======== Document excerpt ========

Re: Making clausesel.c Smarter

From: David Rowley <david(dot)rowley(at)2ndquadrant(dot)com>
To: Claudio Freire <klaussfreire(at)gmail(dot)com>
Cc: PostgreSQL-development <pgsql-hackers(at)postgresql(dot)org>
Subject: Re: Making clausesel.c Smarter
Date: 2017-04-04 11:21:04
Message-ID: CAKJS1f96Lmsvgfeh8zP-9mZ6=+=U9LGXPKFzjCwpF1agip7s6w@mail.gmail.com
Views: Raw Message | Whole Thread | Download mbox | Resend email
Thread:
Lists: pgsql-hackers

On 4 April 2017 at 13:35, Claudio Freire <klaussfreire(at)gmail(dot)com> wrote:
> On Mon, Apr 3, 2017 at 9:19 PM, Claudio Freire <klaussfreire(at)gmail(dot)com> wrote:
>> On Mon, Apr 3, 2017 at 8:52 PM, David Rowley
>> <david(dot)rowley(at)2ndquadrant(dot)com> wrote:
>>>> One last observation:
>>>>
>>>> + /*
>>>> + * An IS NOT NULL test is a no-op if there's any other strict quals,
>>>> + * so if that's the case, then we'll only apply this, otherwise we'll
>>>> + * ignore it.
>>>> + */
>>>> + else if (cslist->selmask == CACHESEL_NOTNULLTEST)

========

--- Instructions ---
#1 For the mailing list message above, decide whether each statement agrees with it, answering yes or no and quoting the words that settle it: (a) The message was addressed to Claudio Freire. (b) The message was posted to the pgsql-general list. (c) The quoted code comment calls an IS NOT NULL test a no-op when there are any other strict quals.
#2 What date and time does the mailing list message above give for when it was sent?
#3 Quote the mailing list message above between "On 4 April 2017" and "(cslist->selmask == CACHESEL_NOTNULLTEST)", inclusive.

======== Extracted information ========

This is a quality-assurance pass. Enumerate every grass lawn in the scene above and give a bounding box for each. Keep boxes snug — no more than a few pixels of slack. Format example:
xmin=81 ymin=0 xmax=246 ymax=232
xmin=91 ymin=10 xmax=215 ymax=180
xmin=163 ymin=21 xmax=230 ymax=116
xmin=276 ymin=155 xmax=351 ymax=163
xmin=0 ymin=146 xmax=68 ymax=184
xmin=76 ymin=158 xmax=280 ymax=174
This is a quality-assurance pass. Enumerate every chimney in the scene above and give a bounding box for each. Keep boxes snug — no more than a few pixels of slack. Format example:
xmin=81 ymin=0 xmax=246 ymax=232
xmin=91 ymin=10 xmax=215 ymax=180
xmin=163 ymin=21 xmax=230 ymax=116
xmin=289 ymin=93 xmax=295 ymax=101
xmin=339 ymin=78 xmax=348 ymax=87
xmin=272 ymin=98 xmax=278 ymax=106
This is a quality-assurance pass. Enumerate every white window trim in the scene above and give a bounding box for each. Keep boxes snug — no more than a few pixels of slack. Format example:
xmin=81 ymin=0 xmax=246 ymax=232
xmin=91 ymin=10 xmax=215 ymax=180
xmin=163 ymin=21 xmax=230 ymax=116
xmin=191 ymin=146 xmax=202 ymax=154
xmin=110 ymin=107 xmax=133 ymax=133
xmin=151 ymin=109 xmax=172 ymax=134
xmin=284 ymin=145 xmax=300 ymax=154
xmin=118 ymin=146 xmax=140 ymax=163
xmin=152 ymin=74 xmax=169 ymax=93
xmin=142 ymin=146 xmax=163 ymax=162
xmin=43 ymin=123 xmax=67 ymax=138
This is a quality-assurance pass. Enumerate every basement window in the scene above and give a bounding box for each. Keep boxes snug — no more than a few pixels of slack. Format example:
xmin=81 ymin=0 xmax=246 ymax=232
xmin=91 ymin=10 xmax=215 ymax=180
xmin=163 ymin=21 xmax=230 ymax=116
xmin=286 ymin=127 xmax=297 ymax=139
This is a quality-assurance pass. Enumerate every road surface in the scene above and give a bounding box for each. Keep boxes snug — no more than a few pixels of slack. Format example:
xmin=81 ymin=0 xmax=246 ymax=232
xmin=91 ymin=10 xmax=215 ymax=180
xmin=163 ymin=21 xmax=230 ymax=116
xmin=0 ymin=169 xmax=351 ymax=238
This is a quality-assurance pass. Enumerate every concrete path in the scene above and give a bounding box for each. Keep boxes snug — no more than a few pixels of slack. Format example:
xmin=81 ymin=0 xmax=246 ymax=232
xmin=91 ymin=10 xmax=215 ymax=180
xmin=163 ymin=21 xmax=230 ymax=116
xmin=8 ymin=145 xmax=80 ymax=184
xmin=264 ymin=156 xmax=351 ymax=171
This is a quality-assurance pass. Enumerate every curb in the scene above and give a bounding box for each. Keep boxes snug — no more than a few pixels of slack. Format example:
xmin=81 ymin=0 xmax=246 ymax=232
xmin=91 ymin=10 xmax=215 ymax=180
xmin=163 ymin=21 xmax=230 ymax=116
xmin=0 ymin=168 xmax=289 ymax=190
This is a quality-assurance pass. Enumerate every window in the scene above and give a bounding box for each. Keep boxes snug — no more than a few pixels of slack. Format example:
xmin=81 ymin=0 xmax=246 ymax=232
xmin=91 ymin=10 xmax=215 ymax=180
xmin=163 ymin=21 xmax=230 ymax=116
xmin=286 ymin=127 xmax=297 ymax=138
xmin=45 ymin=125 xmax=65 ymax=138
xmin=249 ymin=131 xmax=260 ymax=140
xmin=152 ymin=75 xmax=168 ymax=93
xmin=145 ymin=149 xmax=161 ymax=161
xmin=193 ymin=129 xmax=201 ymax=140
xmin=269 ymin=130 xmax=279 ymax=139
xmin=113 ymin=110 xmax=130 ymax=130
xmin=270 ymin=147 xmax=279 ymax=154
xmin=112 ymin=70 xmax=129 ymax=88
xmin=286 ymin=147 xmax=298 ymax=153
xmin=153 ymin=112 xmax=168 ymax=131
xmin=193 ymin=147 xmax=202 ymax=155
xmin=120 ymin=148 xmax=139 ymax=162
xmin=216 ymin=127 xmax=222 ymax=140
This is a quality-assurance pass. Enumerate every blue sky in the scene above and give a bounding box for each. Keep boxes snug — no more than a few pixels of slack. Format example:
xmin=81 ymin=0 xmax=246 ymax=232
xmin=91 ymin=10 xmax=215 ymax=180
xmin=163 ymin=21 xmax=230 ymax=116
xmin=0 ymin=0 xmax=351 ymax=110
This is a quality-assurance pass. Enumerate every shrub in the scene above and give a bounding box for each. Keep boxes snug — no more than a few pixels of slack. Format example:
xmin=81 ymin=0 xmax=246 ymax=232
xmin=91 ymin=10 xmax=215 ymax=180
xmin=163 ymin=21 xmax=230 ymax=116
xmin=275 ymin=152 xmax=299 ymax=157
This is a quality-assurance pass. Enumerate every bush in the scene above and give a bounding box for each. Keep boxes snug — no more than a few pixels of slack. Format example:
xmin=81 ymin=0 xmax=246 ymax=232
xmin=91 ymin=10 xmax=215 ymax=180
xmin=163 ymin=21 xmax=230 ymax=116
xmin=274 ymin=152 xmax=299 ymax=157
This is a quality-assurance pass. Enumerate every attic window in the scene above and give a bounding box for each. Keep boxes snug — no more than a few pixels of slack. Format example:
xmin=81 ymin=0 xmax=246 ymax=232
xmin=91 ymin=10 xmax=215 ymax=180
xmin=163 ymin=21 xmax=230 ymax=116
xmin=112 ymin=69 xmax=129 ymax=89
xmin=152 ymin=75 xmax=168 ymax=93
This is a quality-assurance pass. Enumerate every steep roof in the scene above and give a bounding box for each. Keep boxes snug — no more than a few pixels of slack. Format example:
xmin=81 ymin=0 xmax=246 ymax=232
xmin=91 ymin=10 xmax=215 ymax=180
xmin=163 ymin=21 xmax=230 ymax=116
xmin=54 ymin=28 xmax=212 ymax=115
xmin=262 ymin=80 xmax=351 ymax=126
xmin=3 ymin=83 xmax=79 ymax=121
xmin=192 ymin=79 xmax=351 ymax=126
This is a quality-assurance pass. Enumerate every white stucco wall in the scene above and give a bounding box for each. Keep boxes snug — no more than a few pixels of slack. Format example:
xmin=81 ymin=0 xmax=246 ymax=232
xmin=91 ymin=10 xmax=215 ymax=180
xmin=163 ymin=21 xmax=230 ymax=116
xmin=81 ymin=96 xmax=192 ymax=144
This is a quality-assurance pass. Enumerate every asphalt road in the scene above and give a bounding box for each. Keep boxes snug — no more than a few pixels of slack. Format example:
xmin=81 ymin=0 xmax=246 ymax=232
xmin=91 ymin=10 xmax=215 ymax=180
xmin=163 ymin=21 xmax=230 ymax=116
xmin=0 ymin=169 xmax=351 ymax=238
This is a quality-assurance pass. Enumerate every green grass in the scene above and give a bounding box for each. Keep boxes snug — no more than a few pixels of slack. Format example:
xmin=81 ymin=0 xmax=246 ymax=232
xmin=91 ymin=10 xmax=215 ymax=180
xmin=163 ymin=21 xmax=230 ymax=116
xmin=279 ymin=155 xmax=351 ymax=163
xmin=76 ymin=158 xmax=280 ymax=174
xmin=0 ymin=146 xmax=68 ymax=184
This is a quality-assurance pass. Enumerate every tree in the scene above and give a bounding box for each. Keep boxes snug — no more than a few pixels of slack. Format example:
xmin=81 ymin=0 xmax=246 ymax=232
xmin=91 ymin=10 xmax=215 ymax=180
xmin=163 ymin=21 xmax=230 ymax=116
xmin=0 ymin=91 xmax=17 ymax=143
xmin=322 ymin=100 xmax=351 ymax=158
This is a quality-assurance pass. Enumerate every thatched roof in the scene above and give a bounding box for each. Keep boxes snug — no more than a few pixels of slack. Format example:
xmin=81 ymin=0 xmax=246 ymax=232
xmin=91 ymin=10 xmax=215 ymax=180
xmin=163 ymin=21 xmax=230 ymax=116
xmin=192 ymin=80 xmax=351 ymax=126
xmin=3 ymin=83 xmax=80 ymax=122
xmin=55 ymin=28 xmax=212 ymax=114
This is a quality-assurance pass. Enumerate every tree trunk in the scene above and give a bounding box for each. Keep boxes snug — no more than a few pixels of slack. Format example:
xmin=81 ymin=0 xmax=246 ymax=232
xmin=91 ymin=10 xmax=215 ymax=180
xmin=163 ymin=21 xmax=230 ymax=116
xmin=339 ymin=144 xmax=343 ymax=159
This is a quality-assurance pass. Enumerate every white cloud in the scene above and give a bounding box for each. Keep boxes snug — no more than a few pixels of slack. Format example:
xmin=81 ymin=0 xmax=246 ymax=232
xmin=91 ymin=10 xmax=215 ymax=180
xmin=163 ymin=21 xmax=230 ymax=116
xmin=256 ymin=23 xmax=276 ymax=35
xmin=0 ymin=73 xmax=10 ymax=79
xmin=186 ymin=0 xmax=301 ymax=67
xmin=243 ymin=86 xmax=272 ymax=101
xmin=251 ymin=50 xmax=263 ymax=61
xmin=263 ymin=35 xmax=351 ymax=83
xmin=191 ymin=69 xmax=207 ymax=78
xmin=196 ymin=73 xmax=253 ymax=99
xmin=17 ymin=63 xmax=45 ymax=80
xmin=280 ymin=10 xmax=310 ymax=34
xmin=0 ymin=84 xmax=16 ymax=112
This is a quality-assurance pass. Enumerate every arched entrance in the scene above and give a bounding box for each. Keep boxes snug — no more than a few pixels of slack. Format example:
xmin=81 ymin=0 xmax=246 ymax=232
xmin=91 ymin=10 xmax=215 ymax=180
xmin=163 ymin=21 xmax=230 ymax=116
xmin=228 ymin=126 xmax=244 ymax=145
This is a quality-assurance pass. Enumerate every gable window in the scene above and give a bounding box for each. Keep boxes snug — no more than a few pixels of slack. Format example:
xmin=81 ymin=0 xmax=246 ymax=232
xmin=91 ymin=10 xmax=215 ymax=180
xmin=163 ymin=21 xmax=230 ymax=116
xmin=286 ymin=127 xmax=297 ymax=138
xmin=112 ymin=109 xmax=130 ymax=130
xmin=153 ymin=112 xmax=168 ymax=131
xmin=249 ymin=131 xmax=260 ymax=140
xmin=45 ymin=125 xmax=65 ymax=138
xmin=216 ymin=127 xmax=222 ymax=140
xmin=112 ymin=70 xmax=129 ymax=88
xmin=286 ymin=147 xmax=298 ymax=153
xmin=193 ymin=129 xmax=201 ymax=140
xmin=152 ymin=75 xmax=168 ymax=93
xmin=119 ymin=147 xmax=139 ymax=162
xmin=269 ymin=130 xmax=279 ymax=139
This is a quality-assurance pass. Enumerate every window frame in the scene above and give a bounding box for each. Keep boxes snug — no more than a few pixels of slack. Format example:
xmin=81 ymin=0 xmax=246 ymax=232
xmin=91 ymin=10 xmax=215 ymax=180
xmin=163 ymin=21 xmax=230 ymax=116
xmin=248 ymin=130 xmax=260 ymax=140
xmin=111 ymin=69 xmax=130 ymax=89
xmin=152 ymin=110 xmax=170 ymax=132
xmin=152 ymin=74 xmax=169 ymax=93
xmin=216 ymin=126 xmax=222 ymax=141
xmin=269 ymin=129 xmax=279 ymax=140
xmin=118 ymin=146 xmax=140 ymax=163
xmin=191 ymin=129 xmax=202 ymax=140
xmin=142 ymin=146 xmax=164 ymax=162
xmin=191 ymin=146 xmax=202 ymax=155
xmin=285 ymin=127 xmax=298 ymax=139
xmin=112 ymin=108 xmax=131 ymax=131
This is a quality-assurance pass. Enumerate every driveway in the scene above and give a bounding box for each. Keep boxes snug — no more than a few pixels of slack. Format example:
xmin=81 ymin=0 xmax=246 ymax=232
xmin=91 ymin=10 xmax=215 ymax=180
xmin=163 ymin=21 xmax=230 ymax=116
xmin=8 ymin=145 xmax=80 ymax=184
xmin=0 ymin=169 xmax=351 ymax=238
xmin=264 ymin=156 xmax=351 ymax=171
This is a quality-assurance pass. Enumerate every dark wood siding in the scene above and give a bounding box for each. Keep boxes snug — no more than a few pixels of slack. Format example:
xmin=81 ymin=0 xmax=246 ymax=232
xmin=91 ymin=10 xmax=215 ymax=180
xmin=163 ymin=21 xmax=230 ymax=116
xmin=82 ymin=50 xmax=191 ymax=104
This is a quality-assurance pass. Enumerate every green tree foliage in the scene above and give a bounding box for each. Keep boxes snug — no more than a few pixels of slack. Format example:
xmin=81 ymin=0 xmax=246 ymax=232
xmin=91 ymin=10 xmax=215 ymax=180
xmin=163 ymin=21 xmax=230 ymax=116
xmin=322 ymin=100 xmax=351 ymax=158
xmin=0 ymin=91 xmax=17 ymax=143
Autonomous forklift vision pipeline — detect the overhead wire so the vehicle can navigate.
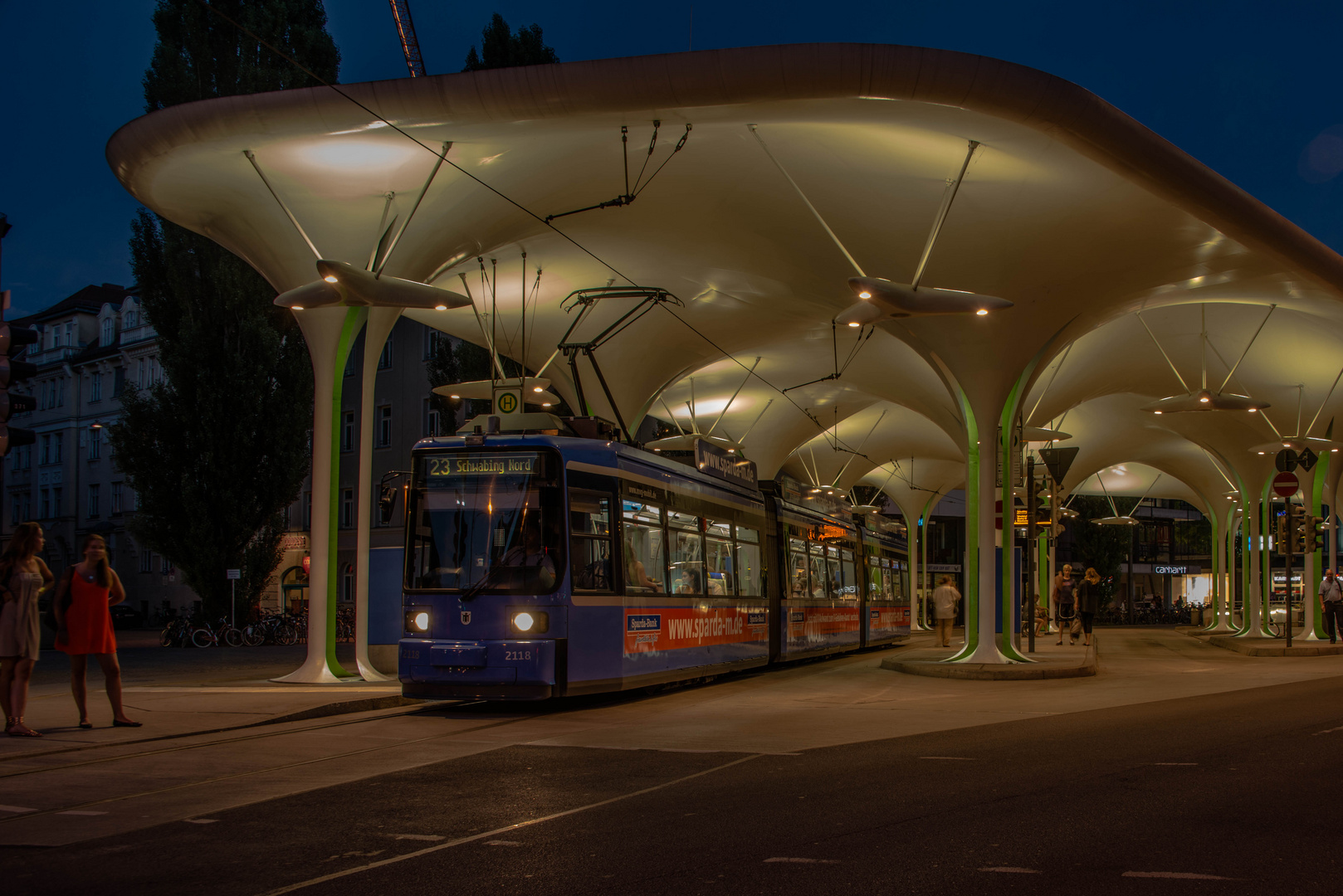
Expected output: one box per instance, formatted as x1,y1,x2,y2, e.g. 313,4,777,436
196,0,652,286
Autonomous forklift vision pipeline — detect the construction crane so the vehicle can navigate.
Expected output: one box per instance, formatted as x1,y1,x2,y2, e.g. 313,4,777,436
387,0,424,78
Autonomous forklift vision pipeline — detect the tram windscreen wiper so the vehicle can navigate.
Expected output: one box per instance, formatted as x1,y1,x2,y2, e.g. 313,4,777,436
461,562,504,601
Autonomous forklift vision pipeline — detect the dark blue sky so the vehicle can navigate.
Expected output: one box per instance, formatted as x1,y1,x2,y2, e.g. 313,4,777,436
0,0,1343,316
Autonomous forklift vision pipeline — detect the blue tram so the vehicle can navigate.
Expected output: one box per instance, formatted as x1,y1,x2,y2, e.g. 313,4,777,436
399,436,909,700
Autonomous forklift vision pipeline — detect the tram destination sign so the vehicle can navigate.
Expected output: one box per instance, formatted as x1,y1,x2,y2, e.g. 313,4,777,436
424,453,541,480
695,439,758,489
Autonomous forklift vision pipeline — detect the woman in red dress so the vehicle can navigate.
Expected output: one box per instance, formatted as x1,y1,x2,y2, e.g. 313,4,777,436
54,534,141,728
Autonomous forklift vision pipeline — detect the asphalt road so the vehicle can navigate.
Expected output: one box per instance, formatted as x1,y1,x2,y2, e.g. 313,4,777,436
0,669,1343,896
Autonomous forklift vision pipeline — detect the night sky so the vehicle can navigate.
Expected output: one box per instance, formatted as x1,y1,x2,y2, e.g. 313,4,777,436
0,0,1343,317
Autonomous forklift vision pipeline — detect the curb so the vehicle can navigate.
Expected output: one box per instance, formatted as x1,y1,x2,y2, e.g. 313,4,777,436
1208,634,1343,657
881,638,1100,681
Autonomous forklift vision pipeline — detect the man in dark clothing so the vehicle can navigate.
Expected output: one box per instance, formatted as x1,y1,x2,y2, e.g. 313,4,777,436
1320,570,1343,644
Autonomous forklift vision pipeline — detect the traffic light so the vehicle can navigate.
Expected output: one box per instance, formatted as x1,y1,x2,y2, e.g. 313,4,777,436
0,321,37,457
1311,516,1334,551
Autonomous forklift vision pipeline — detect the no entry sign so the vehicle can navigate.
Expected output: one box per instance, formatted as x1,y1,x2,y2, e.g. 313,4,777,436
1273,473,1301,499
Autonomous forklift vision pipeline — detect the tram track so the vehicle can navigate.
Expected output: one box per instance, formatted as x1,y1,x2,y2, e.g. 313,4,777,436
0,701,559,826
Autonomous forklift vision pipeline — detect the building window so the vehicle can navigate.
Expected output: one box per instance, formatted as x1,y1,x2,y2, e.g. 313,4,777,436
339,489,354,529
424,326,447,362
378,404,392,447
424,397,442,436
339,411,354,451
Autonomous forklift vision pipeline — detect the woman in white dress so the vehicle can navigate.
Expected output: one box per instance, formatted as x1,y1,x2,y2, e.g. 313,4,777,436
0,523,52,738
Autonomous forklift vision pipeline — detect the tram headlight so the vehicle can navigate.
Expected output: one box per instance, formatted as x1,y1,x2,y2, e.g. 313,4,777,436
509,610,550,634
406,610,430,634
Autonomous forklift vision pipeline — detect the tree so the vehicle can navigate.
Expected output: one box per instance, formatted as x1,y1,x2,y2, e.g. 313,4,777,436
1067,495,1132,606
109,0,339,612
462,12,560,71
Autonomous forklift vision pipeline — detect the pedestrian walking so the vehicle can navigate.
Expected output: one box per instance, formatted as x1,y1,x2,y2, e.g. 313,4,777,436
1074,567,1100,647
1320,570,1343,644
0,523,52,738
54,534,141,728
1054,562,1077,644
932,575,960,647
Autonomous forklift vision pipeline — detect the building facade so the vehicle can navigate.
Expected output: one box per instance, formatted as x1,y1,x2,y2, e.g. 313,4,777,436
0,284,196,618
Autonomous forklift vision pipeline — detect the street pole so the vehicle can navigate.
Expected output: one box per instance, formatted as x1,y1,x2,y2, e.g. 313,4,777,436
1026,453,1037,653
1282,499,1306,647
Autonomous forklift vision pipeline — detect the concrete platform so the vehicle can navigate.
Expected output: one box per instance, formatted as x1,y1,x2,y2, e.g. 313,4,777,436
881,635,1100,681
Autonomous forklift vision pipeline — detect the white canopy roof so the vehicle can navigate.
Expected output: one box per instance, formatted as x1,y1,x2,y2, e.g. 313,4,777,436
107,44,1343,512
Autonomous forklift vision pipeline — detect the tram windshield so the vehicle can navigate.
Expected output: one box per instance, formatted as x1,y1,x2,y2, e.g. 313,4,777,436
406,451,564,594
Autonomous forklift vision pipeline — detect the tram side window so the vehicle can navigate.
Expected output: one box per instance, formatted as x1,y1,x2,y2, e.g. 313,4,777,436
789,538,811,598
569,489,613,591
667,510,706,594
704,520,736,598
622,501,667,594
808,542,830,601
737,525,764,598
837,548,858,601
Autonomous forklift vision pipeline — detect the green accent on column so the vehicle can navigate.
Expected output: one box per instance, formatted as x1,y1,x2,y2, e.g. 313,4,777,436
1035,532,1054,607
998,376,1035,662
950,388,982,662
1236,502,1250,634
325,308,368,675
1301,451,1330,638
1204,514,1226,627
1260,480,1273,635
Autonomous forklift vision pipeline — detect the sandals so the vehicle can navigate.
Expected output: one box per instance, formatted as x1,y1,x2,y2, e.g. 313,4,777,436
4,716,42,738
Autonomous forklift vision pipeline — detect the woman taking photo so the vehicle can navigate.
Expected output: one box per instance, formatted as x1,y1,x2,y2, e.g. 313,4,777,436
0,523,51,738
54,534,139,728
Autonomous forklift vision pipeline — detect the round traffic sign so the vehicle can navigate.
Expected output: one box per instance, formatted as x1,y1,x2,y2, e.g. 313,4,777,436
1273,473,1301,499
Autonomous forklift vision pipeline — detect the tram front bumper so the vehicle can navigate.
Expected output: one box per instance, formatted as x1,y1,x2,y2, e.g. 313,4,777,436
398,638,557,700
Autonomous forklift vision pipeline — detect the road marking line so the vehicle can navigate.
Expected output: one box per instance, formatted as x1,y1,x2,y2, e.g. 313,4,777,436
919,757,979,762
252,753,764,896
1120,870,1239,880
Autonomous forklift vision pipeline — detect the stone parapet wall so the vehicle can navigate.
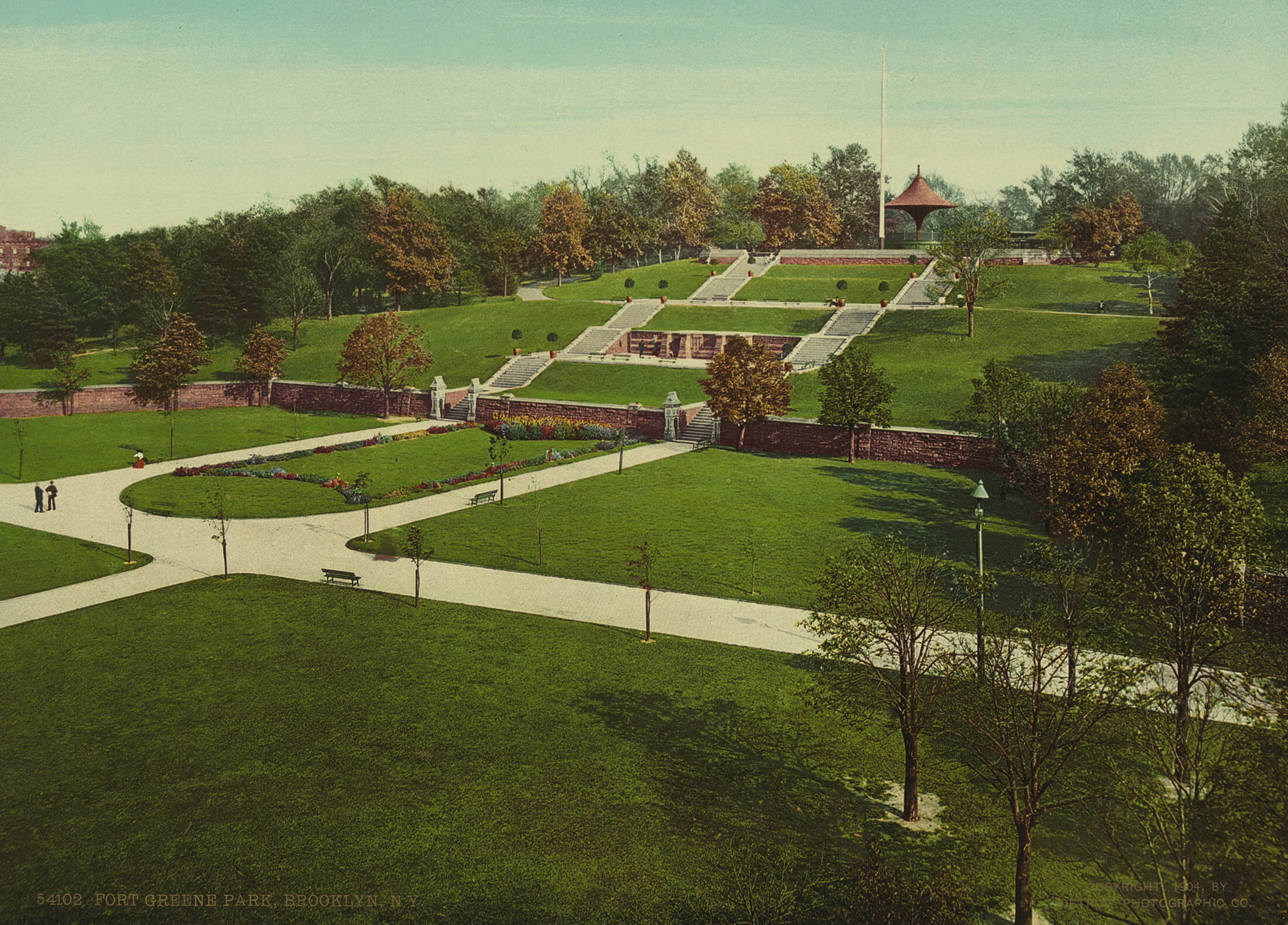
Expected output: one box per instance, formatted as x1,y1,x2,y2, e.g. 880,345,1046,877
0,379,469,417
720,417,994,470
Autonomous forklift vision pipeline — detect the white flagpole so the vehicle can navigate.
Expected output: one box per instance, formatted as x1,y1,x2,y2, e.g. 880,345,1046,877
877,45,885,250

========

--- Solutions to the tasks ---
#1
(a) Yes: "To: Claudio Freire <klaussfreire(at)gmail(dot)com>"
(b) No: "Lists: pgsql-hackers"
(c) Yes: "An IS NOT NULL test is a no-op if there's any other strict quals"

#2 2017-04-04 11:21:04

#3
On 4 April 2017 at 13:35, Claudio Freire <klaussfreire(at)gmail(dot)com> wrote:
> On Mon, Apr 3, 2017 at 9:19 PM, Claudio Freire <klaussfreire(at)gmail(dot)com> wrote:
>> On Mon, Apr 3, 2017 at 8:52 PM, David Rowley
>> <david(dot)rowley(at)2ndquadrant(dot)com> wrote:
>>>> One last observation:
>>>>
>>>> + /*
>>>> + * An IS NOT NULL test is a no-op if there's any other strict quals,
>>>> + * so if that's the case, then we'll only apply this, otherwise we'll
>>>> + * ignore it.
>>>> + */
>>>> + else if (cslist->selmask == CACHESEL_NOTNULLTEST)